**Required work:**
If a line in the material below holds the string "each", tally it, then give the tally alone.

**Records provided:**
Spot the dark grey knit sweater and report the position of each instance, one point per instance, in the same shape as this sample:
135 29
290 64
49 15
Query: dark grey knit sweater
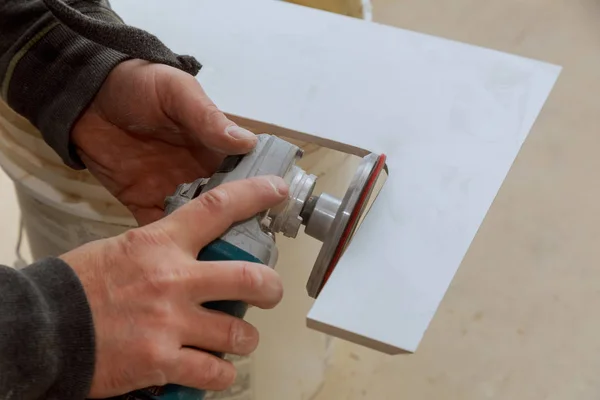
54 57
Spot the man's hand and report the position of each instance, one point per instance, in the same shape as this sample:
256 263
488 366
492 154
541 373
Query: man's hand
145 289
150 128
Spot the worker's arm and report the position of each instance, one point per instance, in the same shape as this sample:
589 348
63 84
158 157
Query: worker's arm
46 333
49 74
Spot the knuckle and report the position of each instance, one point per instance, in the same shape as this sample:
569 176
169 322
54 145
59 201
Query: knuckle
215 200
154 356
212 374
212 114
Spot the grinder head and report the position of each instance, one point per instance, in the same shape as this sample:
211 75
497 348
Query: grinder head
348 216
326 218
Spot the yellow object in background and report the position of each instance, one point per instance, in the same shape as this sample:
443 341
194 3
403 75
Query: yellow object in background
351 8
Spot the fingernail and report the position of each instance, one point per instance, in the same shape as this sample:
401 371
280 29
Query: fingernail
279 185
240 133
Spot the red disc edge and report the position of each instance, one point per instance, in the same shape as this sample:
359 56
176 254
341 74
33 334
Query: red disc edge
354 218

---

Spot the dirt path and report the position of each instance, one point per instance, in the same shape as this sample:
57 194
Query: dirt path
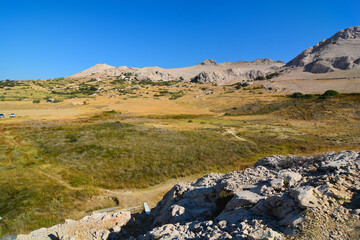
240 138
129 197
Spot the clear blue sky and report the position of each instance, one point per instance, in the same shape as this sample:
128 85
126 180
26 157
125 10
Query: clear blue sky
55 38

**Written response:**
10